THE PROBLEM :: What is needed is an exact copy of the lines from the one containing "Answer with one" through the last line of the entries below, both included.

Items from a dataset:
════
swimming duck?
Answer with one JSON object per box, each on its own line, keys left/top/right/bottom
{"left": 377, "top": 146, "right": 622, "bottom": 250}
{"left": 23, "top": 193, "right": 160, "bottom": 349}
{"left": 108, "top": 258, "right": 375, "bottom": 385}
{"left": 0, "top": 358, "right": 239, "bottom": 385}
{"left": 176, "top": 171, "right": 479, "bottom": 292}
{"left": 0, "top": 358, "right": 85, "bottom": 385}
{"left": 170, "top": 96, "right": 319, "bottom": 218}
════
TASK OUTPUT ::
Answer with one JSON object per box, each on its own line, keys left/top/right/bottom
{"left": 377, "top": 146, "right": 622, "bottom": 250}
{"left": 23, "top": 193, "right": 160, "bottom": 349}
{"left": 108, "top": 258, "right": 375, "bottom": 385}
{"left": 0, "top": 358, "right": 239, "bottom": 385}
{"left": 176, "top": 171, "right": 479, "bottom": 292}
{"left": 0, "top": 358, "right": 85, "bottom": 385}
{"left": 170, "top": 96, "right": 319, "bottom": 218}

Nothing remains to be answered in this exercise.